_GIVEN EXERCISE 1:_
Reproduce, word for word, the part of the campus profile starting at "- Students: 3106" and ending at "of Saptari district.".
_GIVEN EXERCISE 2:_
According to the campus profile, in what year was Mahendra Bindeshwari Multiple Campus established?
_GIVEN EXERCISE 3:_
Go on writing the Mahendra Bindeshwari Multiple Campus profile from its final sentence.
═══ EXTRACTED TEXT ═══
Mahendra Bindeshwari Multiple Campus Tribhuvan University
- Former name: Mahendra Bindeshwari College
- Type: Public
- Established: 1957
- Parent institution: Tribhuvan University
- Accreditation: University Grants Commission
- Campus Chief: Sushil Chandra Karna
- Academic staff: 58 (As of June 2026^{[update]})
- Administrative staff: 21 (As of June 2026^{[update]})
- Students: 3106 (As of June 2026^{[update]})
- Location: Rajbiraj, Saptari 26°31′44″N 86°44′57″E﻿ / ﻿26.5288093°N 86.7491332°E
- Campus: 79 acres (32 ha);
- Language: Nepali, English
- Nickname: MBMC
- Website: mbmc.tu.edu.np

= Mahendra Bindeshwari Multiple Campus =

College in Rajbiraj, Nepal

Mahendra Bindeshwari Multiple Campus (महेन्द्र विन्देश्वरी बहुमुखी क्याम्पस) is a constituent campus of Tribhuvan University in Rajbiraj municipality of Saptari district.
═══ INFORMATION PROVIDED ═══
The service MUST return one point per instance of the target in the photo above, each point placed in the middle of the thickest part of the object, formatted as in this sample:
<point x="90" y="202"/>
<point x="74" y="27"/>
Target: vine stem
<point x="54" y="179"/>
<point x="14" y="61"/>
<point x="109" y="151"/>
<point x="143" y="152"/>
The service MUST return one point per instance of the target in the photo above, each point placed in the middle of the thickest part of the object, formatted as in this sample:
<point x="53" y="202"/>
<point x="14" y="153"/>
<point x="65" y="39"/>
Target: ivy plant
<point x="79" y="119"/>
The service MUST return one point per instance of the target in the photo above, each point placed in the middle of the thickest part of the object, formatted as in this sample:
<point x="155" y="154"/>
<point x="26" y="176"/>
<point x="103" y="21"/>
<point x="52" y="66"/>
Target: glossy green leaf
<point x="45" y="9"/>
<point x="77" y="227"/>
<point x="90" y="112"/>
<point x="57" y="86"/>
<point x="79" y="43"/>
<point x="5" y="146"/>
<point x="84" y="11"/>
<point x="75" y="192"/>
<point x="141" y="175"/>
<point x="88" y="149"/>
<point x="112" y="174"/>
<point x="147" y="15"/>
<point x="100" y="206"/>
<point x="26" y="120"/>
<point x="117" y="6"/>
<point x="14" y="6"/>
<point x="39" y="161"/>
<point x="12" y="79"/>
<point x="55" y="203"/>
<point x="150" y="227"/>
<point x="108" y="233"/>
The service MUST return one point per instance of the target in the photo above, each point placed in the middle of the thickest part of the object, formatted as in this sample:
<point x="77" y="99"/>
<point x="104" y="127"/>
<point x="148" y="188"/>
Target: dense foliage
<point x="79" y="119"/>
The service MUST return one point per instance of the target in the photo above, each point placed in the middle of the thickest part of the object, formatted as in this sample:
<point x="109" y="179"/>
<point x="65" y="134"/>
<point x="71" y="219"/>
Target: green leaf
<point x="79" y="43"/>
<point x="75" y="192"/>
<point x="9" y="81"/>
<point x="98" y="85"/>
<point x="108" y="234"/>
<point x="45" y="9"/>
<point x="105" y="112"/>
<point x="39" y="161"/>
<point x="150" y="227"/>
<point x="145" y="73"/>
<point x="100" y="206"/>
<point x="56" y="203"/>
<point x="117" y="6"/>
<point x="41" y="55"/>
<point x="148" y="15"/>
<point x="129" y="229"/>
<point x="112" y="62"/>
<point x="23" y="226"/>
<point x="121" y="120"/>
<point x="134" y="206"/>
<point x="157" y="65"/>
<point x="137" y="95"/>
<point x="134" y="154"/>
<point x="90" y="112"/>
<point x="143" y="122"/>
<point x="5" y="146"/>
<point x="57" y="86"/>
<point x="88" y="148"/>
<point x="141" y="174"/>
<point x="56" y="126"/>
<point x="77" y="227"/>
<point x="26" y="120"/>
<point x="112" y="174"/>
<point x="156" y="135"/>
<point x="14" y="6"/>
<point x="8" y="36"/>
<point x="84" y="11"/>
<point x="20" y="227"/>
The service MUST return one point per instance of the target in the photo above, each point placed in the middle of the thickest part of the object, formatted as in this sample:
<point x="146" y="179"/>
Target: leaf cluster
═══
_EXPECTED ANSWER 1:_
- Students: 3106 (As of June 2026^{[update]})
- Location: Rajbiraj, Saptari 26°31′44″N 86°44′57″E﻿ / ﻿26.5288093°N 86.7491332°E
- Campus: 79 acres (32 ha);
- Language: Nepali, English
- Nickname: MBMC
- Website: mbmc.tu.edu.np

= Mahendra Bindeshwari Multiple Campus =

College in Rajbiraj, Nepal

Mahendra Bindeshwari Multiple Campus (महेन्द्र विन्देश्वरी बहुमुखी क्याम्पस) is a constituent campus of Tribhuvan University in Rajbiraj municipality of Saptari district.

_EXPECTED ANSWER 2:_
1957

_EXPECTED ANSWER 3:_
 This campus is established in 1957 and it is the oldest campus in the district. Initially, the college offered an Intermediate of Arts program. Currently, it offers undergraduate courses in humanities and social science, education, science and technology, and law, as well as postgraduate courses in education and humanities and social science.

As of June 2026, The college had 58 academic and 21 administrative staff. On 26 March 2025, Prof. Sushil Chandra Karna was appointed campus chief by the decision of the executive council of the Tribhuvan University vice-chancellor's office.

==History==
The college was established in 1957. The chief donor was Bindeshwari Prasad Singh, who donated 25 bigha of his land to establish this college. The college is named in honor of then king Mahendra Shah and Bindeshwari Prasad Singh, a local zamindar.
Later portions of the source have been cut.